Write out every line from the one containing "Note: for each instance of the boy's" down to the one containing "point(123, 81)", both included, reproducing each exactly.

* Start DATA IN THIS EXERCISE *

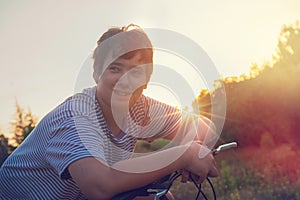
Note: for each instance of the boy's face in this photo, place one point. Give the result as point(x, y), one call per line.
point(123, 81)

* End DATA IN THIS EXERCISE *
* Start DATA IN THIS EXERCISE *

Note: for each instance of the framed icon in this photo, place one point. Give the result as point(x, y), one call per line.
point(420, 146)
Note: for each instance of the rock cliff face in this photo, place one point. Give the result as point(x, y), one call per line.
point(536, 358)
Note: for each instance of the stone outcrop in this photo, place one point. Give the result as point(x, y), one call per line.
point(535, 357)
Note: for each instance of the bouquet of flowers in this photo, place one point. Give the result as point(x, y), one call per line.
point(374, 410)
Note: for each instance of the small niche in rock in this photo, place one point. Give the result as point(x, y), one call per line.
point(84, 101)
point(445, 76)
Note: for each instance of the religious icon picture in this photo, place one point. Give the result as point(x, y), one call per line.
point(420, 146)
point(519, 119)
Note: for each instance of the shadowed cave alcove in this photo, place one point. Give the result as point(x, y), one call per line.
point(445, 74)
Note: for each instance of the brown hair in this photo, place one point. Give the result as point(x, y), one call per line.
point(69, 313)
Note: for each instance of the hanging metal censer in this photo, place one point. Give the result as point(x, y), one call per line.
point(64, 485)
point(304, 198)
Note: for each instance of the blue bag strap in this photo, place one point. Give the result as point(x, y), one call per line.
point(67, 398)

* End DATA IN THIS EXERCISE *

> **REPLY TO THE EXERCISE**:
Note: for each instance of the boy's face in this photo, place one point. Give the result as point(x, y), one call per line.
point(123, 81)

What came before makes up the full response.